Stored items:
***

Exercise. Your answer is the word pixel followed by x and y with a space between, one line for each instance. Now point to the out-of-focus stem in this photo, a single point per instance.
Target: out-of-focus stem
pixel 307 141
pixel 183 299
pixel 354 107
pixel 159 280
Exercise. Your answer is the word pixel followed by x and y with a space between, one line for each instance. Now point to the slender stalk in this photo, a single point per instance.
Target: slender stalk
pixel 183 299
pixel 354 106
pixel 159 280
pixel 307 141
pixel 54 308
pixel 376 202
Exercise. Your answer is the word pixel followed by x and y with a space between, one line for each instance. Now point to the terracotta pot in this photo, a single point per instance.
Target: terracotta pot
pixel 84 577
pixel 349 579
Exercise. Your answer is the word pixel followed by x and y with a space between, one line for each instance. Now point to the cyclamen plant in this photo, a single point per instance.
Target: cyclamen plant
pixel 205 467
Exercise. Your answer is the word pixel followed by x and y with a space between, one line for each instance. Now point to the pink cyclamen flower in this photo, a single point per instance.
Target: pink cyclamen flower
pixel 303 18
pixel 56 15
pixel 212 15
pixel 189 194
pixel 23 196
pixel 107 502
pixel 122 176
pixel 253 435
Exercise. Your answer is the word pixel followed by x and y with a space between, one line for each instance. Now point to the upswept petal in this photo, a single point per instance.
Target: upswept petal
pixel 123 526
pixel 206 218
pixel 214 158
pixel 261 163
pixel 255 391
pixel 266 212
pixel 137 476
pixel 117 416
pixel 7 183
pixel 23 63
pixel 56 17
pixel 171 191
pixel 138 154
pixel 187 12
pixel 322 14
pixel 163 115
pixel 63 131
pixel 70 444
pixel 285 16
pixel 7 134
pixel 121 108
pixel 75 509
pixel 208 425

***

ASSIGNMENT:
Please retype the data exactly as it stands, from its first line down to the line that contains "to the upswept", then stop.

RESULT OF THE EXERCISE:
Exercise. Your answer is the word pixel followed by x and y with a space between, one line for each instance. Now point to the out-of-focus stem in this photo, a single point per instance.
Target: out-of-focus stem
pixel 307 141
pixel 183 299
pixel 354 107
pixel 159 280
Exercise. Your answer is the word pixel followed by x and y with a space between, one line for each instance. Now point to the slender stalk in this photo, a single point per instance.
Target: slender stalk
pixel 183 299
pixel 354 106
pixel 159 280
pixel 307 141
pixel 54 308
pixel 376 202
Exercise. Your answer is the word pixel followed by x and y with a space between, one line for each instance. Now point to the terracotta pot in this photo, a single point per instance.
Target: terracotta pot
pixel 84 577
pixel 349 579
Exercise. Your answer is the word pixel followed by x and y with a space between, one line for each instance. Now point to the cyclamen plant in this photo, a single point per instance.
Target: cyclamen plant
pixel 205 467
Exercise. Your answer is the word pixel followed by x and y with a space between, one line for each instance. Now point to the pink cyclamen flower in this photo, a single point per instance.
Target: pink cyclamen flower
pixel 303 18
pixel 56 15
pixel 212 15
pixel 189 194
pixel 23 196
pixel 107 502
pixel 122 176
pixel 253 435
Exercise. Your answer is the word pixel followed by x and y with a space between, one line for each instance. Now point to the upswept petal in this photo, a single point per instance.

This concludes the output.